STATED PROBLEM
Lay out every line of the records below as a Markdown table with the columns Row and Line, numbering the lines in order and skipping blank ones. Leave the pictures out of your answer.

DATA
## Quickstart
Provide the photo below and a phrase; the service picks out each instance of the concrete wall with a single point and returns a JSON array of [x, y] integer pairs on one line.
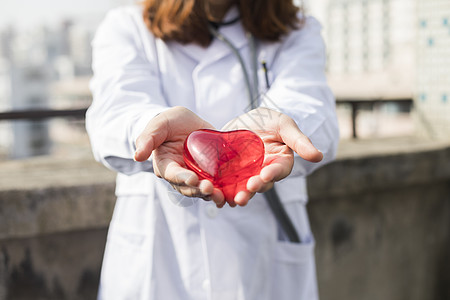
[[380, 214]]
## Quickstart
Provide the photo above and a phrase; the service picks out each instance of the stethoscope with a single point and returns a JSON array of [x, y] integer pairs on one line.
[[271, 195], [252, 90]]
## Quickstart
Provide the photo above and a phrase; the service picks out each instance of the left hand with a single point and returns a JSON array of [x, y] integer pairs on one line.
[[280, 135]]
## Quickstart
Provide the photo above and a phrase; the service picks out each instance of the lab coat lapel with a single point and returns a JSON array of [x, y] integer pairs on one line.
[[218, 49]]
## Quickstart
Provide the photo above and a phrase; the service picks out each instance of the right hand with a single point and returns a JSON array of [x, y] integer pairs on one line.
[[164, 136]]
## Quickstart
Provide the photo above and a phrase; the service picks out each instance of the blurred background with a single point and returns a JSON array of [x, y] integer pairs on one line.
[[380, 213]]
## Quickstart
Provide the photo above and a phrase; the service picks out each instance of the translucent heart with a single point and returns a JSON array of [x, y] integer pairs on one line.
[[226, 158]]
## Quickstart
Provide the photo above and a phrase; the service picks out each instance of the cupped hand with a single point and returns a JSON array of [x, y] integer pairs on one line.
[[281, 136], [164, 136]]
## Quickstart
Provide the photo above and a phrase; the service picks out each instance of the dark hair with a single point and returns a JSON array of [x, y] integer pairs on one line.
[[185, 21]]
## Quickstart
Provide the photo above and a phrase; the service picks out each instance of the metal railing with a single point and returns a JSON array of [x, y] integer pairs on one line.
[[39, 114], [357, 104]]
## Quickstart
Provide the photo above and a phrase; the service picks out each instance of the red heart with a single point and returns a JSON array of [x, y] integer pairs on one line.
[[226, 158]]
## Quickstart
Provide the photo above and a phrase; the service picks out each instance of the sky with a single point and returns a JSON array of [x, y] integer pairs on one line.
[[28, 13]]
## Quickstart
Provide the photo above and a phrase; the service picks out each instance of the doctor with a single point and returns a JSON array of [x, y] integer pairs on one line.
[[166, 68]]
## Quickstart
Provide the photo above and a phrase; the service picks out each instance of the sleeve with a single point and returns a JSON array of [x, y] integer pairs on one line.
[[126, 91], [300, 90]]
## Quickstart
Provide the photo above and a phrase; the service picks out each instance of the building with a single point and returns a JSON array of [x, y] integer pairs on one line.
[[391, 49], [433, 65], [370, 44]]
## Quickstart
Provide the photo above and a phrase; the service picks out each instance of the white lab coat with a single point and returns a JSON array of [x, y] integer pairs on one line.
[[159, 250]]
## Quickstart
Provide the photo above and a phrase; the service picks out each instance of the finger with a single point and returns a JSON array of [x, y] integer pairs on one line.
[[206, 187], [243, 197], [154, 134], [172, 172], [297, 141], [276, 170], [218, 198], [256, 185]]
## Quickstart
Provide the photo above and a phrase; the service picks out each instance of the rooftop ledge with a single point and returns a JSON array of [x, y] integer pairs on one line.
[[48, 195]]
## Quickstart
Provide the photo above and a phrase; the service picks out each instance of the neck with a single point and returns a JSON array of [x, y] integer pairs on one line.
[[216, 9]]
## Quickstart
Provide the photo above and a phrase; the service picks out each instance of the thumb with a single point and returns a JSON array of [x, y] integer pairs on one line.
[[154, 134], [297, 141]]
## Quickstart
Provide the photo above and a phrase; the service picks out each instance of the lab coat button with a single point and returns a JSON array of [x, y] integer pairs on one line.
[[212, 211], [206, 284]]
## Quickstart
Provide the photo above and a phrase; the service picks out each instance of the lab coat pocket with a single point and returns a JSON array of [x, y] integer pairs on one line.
[[125, 264], [293, 272]]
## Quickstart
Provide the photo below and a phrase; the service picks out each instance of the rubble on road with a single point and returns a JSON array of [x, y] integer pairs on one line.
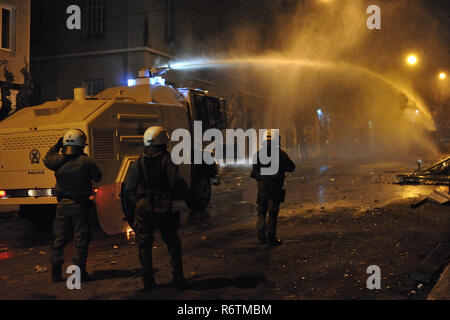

RESULT OF THE EXERCISE
| Row | Line |
|---|---|
| 1 | ## Quickstart |
| 2 | Provide the photo below and a phrase; the service picks out each instance of the concrete wall with a single point and returns a JSON array of [x, y] integer pairs on one line. |
| 3 | [[380, 214]] |
| 4 | ## Quickstart |
| 5 | Provide the photo above and a phrase; the service picks out each instance of the stethoscope with a single point and returns a JSON array of [x, y] integer pairs on one line. |
| 6 | [[271, 195], [252, 90]] |
| 7 | ## Quickstart |
| 8 | Provide the photo above and a phrase; the service picks out each instance of the left hand with a single point and returns a JSON array of [x, y] integer pairs on one line. |
| 9 | [[280, 135]] |
| 10 | ## Quickstart |
| 11 | Provide the photo above and a phrase; the service picks out each instance of the lab coat lapel with a single point and returns a JSON array of [x, y] integer pairs on one line. |
| 12 | [[218, 49]] |
| 13 | ## Quickstart |
| 14 | Provide the photo above and a phrase; the service picks out each instance of the right hand with a single point and returns a JSON array of [x, y] integer pairs on one line. |
| 15 | [[164, 136]] |
| 16 | ## Quickstart |
| 17 | Provide the photo above and a phrase; the service picks out each instance of the blurred background with a single point and returns a JSON array of [x, y] integer pairs on one line. |
| 18 | [[380, 213]] |
| 19 | ## Quickstart |
| 20 | Provide the photo above and a phrase; the service picks out each instance of the translucent heart with a single point and returns a JSON array of [x, y] integer pairs on one line. |
| 21 | [[226, 158]] |
| 22 | ## Quickstart |
| 23 | Provide the photo above and a phrase; the service picks out each instance of the cupped hand with a single point and returns a JSON array of [x, y] integer pairs on one line. |
| 24 | [[281, 136], [164, 136]] |
| 25 | ## Quickstart |
| 26 | Provide the photo above and a phrase; the service picks out each instance of the dark hair with a single point and returns a JSON array of [x, y] integer pairs on one line. |
| 27 | [[185, 21]] |
| 28 | ## Quickstart |
| 29 | Provide the photo above and a phrase; the service picks out each instance of the metal railing with a single point and returns a JSON array of [x, y] integer pairs on one line. |
| 30 | [[39, 114], [357, 104]] |
| 31 | ## Quickstart |
| 32 | Provide the photo above and a phrase; the service picks out each instance of the red heart with a single point and returns a JSON array of [x, y] integer pairs on one line. |
| 33 | [[226, 158]] |
| 34 | ## Quickstart |
| 35 | Provide the photo above and a phrase; the service picks out each instance of the sky with a single point and returns a JSON array of [x, y] integer pairs on one line. |
| 36 | [[28, 13]] |
| 37 | ## Quickstart |
| 38 | Provide the photo above and a phrase; the service picks out each instance of the doctor with a single point and returns a JSON array of [x, y] integer pairs on one line. |
| 39 | [[166, 68]] |
| 40 | ## Quickstart |
| 41 | Provide the photo above and a phrase; the service picks out each instance of the sleeve with a single point and returns a JSON array of [x, y] integer pairs on one line. |
| 42 | [[126, 91], [300, 90]] |
| 43 | ## Quickstart |
| 44 | Provide the photo above and a phrase; the service picks out each instance of the building with a single point and returns a JSON array of [x, y] integer pairs on one line. |
| 45 | [[391, 49], [433, 65], [370, 44]] |
| 46 | ## Quickstart |
| 47 | Provide the photo above and a phrase; the service picks out each instance of the white lab coat with a single point and returns a JSON array of [x, y] integer pairs on one line. |
| 48 | [[159, 250]] |
| 49 | ## Quickstart |
| 50 | Provide the photo above and a phrase; the service picks out each instance of the finger with a single point and returns a JSON array of [x, y] integer pairs on one line. |
| 51 | [[206, 187], [243, 197], [154, 134], [172, 172], [297, 141], [276, 170], [218, 198], [256, 185]] |
| 52 | ## Quickstart |
| 53 | Provide the photo above and a phrase; the service picks out each instance of the rooftop ledge with a single point and returns a JSON array of [x, y] integer pairs on one line. |
| 54 | [[48, 195]] |
| 55 | ## Quickstart |
| 56 | Provide the photo above and a phrase; the service picks out each instance of the neck with a single point and returns a JSON array of [x, y] integer pairs on one line. |
| 57 | [[216, 9]] |
| 58 | ## Quickstart |
| 59 | Provide the photo above and a phrase; the service picks out each instance of the thumb with a single point and returns a JSON array of [x, y] integer pairs on one line. |
| 60 | [[154, 134], [297, 141]] |
| 61 | ## Quickstart |
| 62 | Provide the photo above and a phrase; the service picks out each instance of the lab coat button with a single point and returns a JSON array of [x, y] integer pairs on one line. |
| 63 | [[212, 211], [206, 284]] |
| 64 | ## Quickstart |
| 65 | Provide the photo above and a phrase; the service picks out each instance of the lab coat pocket with a single point and returns a JSON array of [x, y] integer pairs on one line. |
| 66 | [[125, 264], [293, 272]] |
| 67 | ## Quickstart |
| 68 | Provide the photo below and a phrase; the service picks out each instance of the rubble on road with a single point and returns a JSON array of [x, y] integer pairs on one line. |